◆ WORK TO COMPLETE
Retype the stretch of the cardiac arrest article from "However, it quickly" through "I looked rough.".

Father who suffered cardiac arrest and needed three shocks to restart his heart is lucky to be alive
A father who suffered a cardiac arrest as he arrived at hospital and needed three shocks from a defibrillator has met the ambulance crew who saved his life.
Bill Healy, 71, from Mansfield started to experience pains in his chest while he was sat at home alone watching TV on May 7 this year and he initially put this discomfort down to heartburn.
However, it quickly became apparent that he was having a heart attack, which turned into a cardiac arrest as the ambulance arrived at hospital.
Bill said: “My wife Susan had been out shopping and when she came back she took one look at me and said that I looked rough.
“That’s when I went upstairs to go and lie down on my bed and Susan decided to follow me as she was concerned.
“The pains in my chest started to shoot down my arm and that is when Susan decided to ring the ambulance for me.”

◆ RECORD EXTRACTS
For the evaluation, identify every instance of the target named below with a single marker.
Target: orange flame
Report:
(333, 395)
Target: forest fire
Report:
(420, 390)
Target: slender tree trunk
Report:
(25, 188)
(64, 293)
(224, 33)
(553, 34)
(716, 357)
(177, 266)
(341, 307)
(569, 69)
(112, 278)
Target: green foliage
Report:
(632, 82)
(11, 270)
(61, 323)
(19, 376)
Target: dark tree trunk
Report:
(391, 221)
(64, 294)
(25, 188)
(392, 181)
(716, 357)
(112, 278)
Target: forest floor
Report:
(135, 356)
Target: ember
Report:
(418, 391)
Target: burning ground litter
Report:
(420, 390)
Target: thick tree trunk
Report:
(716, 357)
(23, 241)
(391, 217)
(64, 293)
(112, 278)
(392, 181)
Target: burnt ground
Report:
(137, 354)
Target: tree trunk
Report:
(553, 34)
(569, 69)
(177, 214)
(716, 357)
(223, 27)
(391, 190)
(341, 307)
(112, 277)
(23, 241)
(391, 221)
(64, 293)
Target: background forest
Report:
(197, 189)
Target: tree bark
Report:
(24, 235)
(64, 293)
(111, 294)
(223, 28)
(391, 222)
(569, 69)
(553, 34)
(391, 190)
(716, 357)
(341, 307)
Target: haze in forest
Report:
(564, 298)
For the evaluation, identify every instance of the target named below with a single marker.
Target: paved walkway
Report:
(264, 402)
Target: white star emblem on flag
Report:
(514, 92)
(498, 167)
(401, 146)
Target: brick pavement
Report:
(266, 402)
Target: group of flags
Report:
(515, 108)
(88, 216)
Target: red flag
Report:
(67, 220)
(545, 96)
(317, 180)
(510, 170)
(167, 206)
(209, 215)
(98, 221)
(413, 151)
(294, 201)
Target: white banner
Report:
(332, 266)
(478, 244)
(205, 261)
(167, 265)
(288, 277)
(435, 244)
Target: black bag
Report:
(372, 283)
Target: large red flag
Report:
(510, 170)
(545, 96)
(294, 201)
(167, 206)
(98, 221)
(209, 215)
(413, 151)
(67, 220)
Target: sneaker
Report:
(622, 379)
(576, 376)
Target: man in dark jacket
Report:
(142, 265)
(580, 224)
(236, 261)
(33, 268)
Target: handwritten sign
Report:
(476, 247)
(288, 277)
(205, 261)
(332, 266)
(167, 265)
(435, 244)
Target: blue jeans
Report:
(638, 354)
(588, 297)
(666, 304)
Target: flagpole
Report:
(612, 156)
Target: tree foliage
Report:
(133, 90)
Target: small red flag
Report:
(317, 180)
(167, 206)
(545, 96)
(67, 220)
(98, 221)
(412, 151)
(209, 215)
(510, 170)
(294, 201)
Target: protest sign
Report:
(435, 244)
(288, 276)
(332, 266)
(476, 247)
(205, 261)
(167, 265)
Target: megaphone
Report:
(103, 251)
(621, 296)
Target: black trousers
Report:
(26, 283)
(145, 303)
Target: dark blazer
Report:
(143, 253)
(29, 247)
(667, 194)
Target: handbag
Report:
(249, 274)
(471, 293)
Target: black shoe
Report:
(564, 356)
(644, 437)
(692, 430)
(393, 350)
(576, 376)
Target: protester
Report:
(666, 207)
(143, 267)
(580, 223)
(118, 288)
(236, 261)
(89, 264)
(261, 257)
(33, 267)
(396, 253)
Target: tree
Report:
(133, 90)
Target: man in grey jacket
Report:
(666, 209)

◆ SOLVED EXERCISE
However, it quickly became apparent that he was having a heart attack, which turned into a cardiac arrest as the ambulance arrived at hospital.
Bill said: “My wife Susan had been out shopping and when she came back she took one look at me and said that I looked rough.